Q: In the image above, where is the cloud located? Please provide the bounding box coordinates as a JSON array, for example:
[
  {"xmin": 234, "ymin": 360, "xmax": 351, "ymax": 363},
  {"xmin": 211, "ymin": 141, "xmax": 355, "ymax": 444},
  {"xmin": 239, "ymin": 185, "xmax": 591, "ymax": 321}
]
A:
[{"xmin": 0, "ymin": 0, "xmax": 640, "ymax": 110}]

__Your goal__
Recast every line of the rows above as a Markdown table with the columns No. and Line, numbering the lines in order and leaving out any blank ones.

__Exercise response__
| No. | Line |
|---|---|
| 1 | Q: In the image above, where is the cloud located? Please provide the bounding box coordinates as a JSON array, for example: |
| 2 | [ |
| 3 |   {"xmin": 234, "ymin": 360, "xmax": 351, "ymax": 363}, |
| 4 |   {"xmin": 211, "ymin": 141, "xmax": 355, "ymax": 444}, |
| 5 |   {"xmin": 239, "ymin": 185, "xmax": 591, "ymax": 321} |
| 6 | ] |
| 7 | A: |
| 8 | [{"xmin": 0, "ymin": 0, "xmax": 640, "ymax": 110}] |